*What this task involves*:
Can you transcribe every record below exactly as it appears?

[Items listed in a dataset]
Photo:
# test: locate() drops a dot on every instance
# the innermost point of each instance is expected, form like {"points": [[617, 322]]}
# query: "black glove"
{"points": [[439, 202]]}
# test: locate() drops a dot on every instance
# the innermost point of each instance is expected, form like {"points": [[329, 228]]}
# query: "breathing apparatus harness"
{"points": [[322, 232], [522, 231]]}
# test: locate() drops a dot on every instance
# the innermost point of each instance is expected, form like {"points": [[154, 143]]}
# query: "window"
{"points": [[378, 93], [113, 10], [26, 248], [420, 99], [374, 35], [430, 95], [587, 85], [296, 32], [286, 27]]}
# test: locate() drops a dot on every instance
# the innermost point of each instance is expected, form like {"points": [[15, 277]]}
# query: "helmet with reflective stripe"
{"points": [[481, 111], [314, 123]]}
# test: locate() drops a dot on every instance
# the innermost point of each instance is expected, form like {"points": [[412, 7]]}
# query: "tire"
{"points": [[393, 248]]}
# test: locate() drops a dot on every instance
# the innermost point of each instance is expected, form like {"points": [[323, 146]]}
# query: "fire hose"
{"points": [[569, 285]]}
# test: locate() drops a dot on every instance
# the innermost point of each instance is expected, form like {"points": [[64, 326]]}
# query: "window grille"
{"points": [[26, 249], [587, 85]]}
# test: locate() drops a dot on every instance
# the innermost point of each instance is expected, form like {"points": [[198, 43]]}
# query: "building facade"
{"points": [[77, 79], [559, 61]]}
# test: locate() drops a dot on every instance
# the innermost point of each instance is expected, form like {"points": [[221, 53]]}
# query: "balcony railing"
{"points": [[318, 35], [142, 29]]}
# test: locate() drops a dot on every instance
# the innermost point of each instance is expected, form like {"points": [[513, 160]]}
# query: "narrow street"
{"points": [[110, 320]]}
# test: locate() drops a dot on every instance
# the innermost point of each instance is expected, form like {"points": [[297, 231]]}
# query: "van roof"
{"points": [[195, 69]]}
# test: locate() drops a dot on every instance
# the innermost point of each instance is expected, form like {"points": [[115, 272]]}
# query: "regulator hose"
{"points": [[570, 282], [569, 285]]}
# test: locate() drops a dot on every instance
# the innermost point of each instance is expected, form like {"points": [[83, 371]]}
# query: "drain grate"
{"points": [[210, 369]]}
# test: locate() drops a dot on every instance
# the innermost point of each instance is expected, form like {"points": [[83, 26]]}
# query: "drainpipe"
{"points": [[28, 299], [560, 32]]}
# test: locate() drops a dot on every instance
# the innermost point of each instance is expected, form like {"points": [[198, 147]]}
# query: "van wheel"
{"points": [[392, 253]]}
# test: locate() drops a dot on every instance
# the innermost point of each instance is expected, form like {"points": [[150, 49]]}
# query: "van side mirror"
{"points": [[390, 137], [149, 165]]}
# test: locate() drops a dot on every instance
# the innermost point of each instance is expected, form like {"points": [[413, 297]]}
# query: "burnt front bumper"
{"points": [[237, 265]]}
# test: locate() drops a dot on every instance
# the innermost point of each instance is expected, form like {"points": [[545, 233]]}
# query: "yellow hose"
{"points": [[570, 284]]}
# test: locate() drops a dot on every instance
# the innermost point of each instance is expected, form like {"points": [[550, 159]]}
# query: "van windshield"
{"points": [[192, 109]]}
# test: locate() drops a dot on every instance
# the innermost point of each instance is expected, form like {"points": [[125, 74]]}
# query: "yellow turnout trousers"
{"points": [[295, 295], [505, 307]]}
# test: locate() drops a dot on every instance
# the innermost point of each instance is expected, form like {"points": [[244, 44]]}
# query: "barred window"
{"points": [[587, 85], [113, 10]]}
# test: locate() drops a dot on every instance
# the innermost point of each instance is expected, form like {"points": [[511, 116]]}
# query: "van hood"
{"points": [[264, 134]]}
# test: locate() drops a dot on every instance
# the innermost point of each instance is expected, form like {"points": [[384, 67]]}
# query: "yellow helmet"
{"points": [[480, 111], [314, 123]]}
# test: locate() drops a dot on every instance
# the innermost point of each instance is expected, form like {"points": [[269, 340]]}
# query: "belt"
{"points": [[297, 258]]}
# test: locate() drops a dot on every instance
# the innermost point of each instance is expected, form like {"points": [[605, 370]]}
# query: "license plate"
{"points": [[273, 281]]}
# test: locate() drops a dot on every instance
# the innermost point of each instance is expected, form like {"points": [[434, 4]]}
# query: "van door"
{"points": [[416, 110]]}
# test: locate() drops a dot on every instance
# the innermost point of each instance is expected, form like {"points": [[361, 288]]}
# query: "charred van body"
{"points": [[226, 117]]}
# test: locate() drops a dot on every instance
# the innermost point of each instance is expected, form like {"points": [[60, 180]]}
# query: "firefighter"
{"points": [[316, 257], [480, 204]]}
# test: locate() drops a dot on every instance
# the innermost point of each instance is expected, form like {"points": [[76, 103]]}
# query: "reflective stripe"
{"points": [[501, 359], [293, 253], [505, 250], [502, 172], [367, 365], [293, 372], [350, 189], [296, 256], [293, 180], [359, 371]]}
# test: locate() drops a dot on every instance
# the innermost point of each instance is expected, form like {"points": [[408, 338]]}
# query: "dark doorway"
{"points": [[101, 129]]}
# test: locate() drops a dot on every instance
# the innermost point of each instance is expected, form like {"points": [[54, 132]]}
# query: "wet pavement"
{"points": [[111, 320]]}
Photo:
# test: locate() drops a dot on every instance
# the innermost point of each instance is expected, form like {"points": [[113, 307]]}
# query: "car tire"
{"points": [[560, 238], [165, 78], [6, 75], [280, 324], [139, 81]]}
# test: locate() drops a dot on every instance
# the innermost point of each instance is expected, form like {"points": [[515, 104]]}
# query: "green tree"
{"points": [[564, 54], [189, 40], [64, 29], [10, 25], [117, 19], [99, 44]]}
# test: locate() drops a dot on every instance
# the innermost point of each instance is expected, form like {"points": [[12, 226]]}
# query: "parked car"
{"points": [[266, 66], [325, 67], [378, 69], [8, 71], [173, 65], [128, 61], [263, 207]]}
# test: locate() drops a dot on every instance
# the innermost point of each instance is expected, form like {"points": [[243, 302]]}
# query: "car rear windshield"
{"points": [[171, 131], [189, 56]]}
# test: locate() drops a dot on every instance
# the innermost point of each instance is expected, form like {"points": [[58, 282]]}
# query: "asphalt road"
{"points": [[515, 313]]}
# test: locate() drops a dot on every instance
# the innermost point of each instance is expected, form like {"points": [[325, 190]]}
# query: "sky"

*Full response*:
Photo:
# test: locate() drops a dot on every instance
# the innermost point of each instance is expected, form like {"points": [[617, 322]]}
# query: "black glove"
{"points": [[439, 202]]}
# test: locate() drops a dot on every instance
# the innermost point of each instance is expected, form like {"points": [[329, 228]]}
# query: "breathing apparatus harness"
{"points": [[322, 232], [522, 231]]}
# test: locate() drops a dot on every instance
# the innermost point of each instance is expected, form like {"points": [[154, 143]]}
# query: "window"
{"points": [[378, 93], [113, 10], [26, 248], [420, 99], [374, 35], [430, 95], [587, 85], [296, 32], [286, 27]]}
# test: locate() drops a dot on every instance
# the innermost point of each instance is expected, form like {"points": [[15, 277]]}
# query: "helmet with reflective stripe"
{"points": [[481, 111], [314, 123]]}
# test: locate() drops a dot on every instance
# the innermost point of each instance is expected, form like {"points": [[412, 7]]}
# query: "tire"
{"points": [[393, 248]]}
# test: locate() drops a dot on every instance
# the innermost point of each instance is expected, form like {"points": [[323, 146]]}
# query: "fire hose"
{"points": [[569, 285]]}
# test: locate() drops a dot on every instance
# the innermost point of each instance is expected, form like {"points": [[64, 326]]}
# query: "window grille"
{"points": [[26, 249], [587, 85]]}
# test: locate() drops a dot on every instance
# the innermost point of each instance is expected, form like {"points": [[198, 43]]}
# query: "building facade"
{"points": [[77, 79], [559, 61]]}
# test: locate() drops a dot on every instance
# the innermost point of each instance is expected, form like {"points": [[221, 53]]}
# query: "balcony railing"
{"points": [[318, 35], [142, 29]]}
# test: locate() drops a dot on every instance
# the innermost point of each instance is expected, form like {"points": [[513, 160]]}
# query: "narrow street"
{"points": [[110, 320]]}
# test: locate() drops a dot on every instance
# the innermost point of each instance is expected, form like {"points": [[297, 231]]}
# query: "van roof"
{"points": [[195, 69]]}
# test: locate() drops a dot on every instance
# the innermost point of each instance is expected, form like {"points": [[115, 272]]}
# query: "regulator hose"
{"points": [[570, 282], [569, 285]]}
# test: locate() drops a dot on every instance
# the innermost point of each instance is expected, form like {"points": [[83, 371]]}
# query: "drain grate"
{"points": [[210, 369]]}
# test: locate() drops a dot on every instance
# the innermost point of each instance is expected, form like {"points": [[83, 26]]}
# query: "drainpipe"
{"points": [[28, 299], [560, 32]]}
# test: locate() drops a dot on every instance
# the innermost point of each instance is expected, form like {"points": [[198, 147]]}
# query: "van wheel"
{"points": [[392, 253]]}
# test: locate() drops a dot on every instance
# the innermost point of each instance is expected, form like {"points": [[150, 49]]}
# query: "van side mirror"
{"points": [[390, 137], [149, 165]]}
# test: locate() drops a dot on every instance
# the innermost point of each instance is expected, form like {"points": [[413, 297]]}
# query: "burnt front bumper"
{"points": [[237, 265]]}
# test: locate() drops a dot on every instance
# the innermost point of each instance is expected, form like {"points": [[545, 233]]}
# query: "yellow hose"
{"points": [[570, 284]]}
# test: locate() drops a dot on every instance
# the innermost point of each instance is expected, form like {"points": [[550, 159]]}
# query: "van windshield"
{"points": [[192, 109]]}
# test: locate() drops a dot on every instance
# the innermost point of each instance is expected, form like {"points": [[125, 74]]}
# query: "yellow turnout trousers"
{"points": [[295, 295], [505, 307]]}
# test: locate() drops a dot on every instance
# the innermost point of each instance is expected, form like {"points": [[244, 44]]}
# query: "barred window"
{"points": [[587, 85], [113, 10]]}
# test: locate() drops a dot on every instance
# the innermost point of each instance is expected, form like {"points": [[511, 116]]}
# query: "van hood"
{"points": [[264, 134]]}
# test: locate() drops a dot on every instance
# the innermost point of each instance is expected, form like {"points": [[384, 67]]}
# query: "yellow helmet"
{"points": [[480, 111], [314, 123]]}
# test: locate() drops a dot on every instance
# the innermost point of each instance is expected, form like {"points": [[269, 340]]}
# query: "belt"
{"points": [[297, 258]]}
# test: locate() drops a dot on every instance
# the innermost point of each instance is expected, form like {"points": [[605, 370]]}
# query: "license plate"
{"points": [[273, 281]]}
# test: locate() drops a dot on every instance
# the innermost point of each instance is expected, form like {"points": [[434, 4]]}
# query: "van door"
{"points": [[416, 110]]}
# test: locate() drops a dot on every instance
# the innermost point of each instance is expected, form like {"points": [[361, 288]]}
# query: "charred van body"
{"points": [[226, 117]]}
# test: locate() drops a dot on every instance
# the innermost point of each instance is expected, form like {"points": [[60, 180]]}
# query: "firefighter"
{"points": [[316, 257], [480, 204]]}
# test: locate() drops a dot on every instance
# the innermost point of each instance is expected, form like {"points": [[76, 103]]}
# query: "reflective stripe"
{"points": [[501, 359], [293, 253], [505, 250], [502, 172], [367, 365], [293, 372], [350, 189], [296, 256], [293, 180], [359, 371]]}
# test: locate() drops a dot on every instance
# the innermost point of each instance is expected, form like {"points": [[408, 338]]}
# query: "dark doorway"
{"points": [[101, 129]]}
# test: locate() drops a dot on every instance
# the innermost point of each instance is expected, form like {"points": [[54, 132]]}
# query: "wet pavement"
{"points": [[111, 320]]}
Photo:
# test: locate() drops a dot on every instance
# the innermost point of each instance is expected, form like {"points": [[113, 307]]}
# query: "car tire"
{"points": [[560, 238], [165, 78], [6, 75], [280, 324], [139, 81]]}
# test: locate() drops a dot on every instance
# the innermost point of each instance is expected, form like {"points": [[515, 104]]}
# query: "green tree"
{"points": [[564, 54], [189, 40], [64, 29], [10, 25], [117, 19], [99, 44]]}
# test: locate() drops a dot on every instance
# the innermost point of each instance is expected, form like {"points": [[12, 226]]}
# query: "parked car"
{"points": [[266, 66], [325, 67], [378, 69], [8, 71], [173, 65], [128, 61], [263, 207]]}
# test: locate() drops a dot on every instance
# the innermost point of each instance is expected, form like {"points": [[243, 302]]}
# query: "car rear windshield"
{"points": [[171, 131], [189, 56]]}
# test: locate() drops a dot on every instance
# the innermost point of each instance is expected, form like {"points": [[58, 282]]}
# query: "asphalt road"
{"points": [[515, 313]]}
# test: locate() drops a dot on every instance
# the innermost point of each instance is expected, form like {"points": [[325, 190]]}
# query: "sky"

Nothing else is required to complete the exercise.